Directions for this task – Report only the number of lines below in which the string "outline" appears.

Listed records –

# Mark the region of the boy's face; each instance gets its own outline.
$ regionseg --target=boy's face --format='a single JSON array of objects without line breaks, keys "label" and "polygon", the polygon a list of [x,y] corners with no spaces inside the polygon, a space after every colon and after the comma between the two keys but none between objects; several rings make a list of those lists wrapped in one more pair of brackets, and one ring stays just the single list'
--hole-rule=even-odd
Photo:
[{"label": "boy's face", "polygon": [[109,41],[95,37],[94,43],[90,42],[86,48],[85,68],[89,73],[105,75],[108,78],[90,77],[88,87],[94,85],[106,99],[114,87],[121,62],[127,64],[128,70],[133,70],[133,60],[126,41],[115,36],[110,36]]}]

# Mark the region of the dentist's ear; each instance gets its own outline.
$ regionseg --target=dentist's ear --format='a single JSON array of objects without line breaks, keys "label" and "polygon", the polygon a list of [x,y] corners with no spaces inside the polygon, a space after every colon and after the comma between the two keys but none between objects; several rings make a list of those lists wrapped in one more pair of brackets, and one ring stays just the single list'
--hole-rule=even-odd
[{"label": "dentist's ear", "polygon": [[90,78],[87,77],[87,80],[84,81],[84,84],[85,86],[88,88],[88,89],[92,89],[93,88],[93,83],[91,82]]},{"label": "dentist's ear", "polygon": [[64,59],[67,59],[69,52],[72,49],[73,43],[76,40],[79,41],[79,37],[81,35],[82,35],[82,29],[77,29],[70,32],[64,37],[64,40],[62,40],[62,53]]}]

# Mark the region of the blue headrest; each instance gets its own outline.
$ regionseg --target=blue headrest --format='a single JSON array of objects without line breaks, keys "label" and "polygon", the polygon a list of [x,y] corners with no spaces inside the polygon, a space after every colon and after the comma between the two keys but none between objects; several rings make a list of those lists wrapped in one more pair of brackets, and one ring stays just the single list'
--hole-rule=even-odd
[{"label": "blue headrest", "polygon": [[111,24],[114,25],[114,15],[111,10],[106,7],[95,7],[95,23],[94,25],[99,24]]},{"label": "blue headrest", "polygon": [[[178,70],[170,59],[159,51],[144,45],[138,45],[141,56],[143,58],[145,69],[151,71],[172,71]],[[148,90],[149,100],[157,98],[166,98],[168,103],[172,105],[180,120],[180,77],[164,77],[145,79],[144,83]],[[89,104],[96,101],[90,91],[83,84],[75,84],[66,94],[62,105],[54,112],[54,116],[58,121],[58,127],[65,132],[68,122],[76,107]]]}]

Output for this exercise – 3